◆ Source text
Vegetarian Friday: Deviled eggs

Everybody has a deviled-egg recipe, but let’s be honest: Most of them suck. That’s unfortunate, because deviled eggs are a good, cheap protein source that can be made ahead of time and paired with salad for a quick, low-carb meal.

If a deviled-egg recipe calls for mayonnaise or Miracle Whip, throw it out. Seriously. That is a horrible thing to do to perfectly good eggs.

Here’s a very basic deviled-egg recipe that lends itself well to experimentation.

Ingredients:
Six boiled eggs
1/2 stick butter, softened
1/2 c. mustard
Paprika
Fresh chives (optional)

Peel the boiled eggs*, slice them in half lengthwise, and dump all the yolks into a bowl. Add the butter and mustard to the bowl and mash everything up together with a fork. At this point, you can add a few snipped, fresh chives, a dash of hot sauce, or whatever else floats your boat. My parents are fond of adding a few dashes of Worcestershire sauce to a batch of deviled-egg filling, but Worcestershire sauce contains anchovies, which obviously aren’t vegetarian. I’ve seen people put weird stuff like capers or olives or pimentos in their deviled eggs, but I can’t vouch for any of those additions.

◆ Exercise prompt
Copy the deviled-egg recipe from "Vegetarian Friday: Deviled" up to and including "perfectly good eggs.", swapping "mayonnaise" for "sour cream".

◆ The data

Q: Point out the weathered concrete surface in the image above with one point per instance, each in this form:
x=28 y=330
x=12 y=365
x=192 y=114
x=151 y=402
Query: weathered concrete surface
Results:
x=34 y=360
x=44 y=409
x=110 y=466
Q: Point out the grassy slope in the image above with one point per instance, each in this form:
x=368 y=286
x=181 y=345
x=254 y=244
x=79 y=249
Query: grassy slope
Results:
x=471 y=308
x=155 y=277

◆ Answer to this problem
Vegetarian Friday: Deviled eggs

Everybody has a deviled-egg recipe, but let’s be honest: Most of them suck. That’s unfortunate, because deviled eggs are a good, cheap protein source that can be made ahead of time and paired with salad for a quick, low-carb meal.

If a deviled-egg recipe calls for sour cream or Miracle Whip, throw it out. Seriously. That is a horrible thing to do to perfectly good eggs.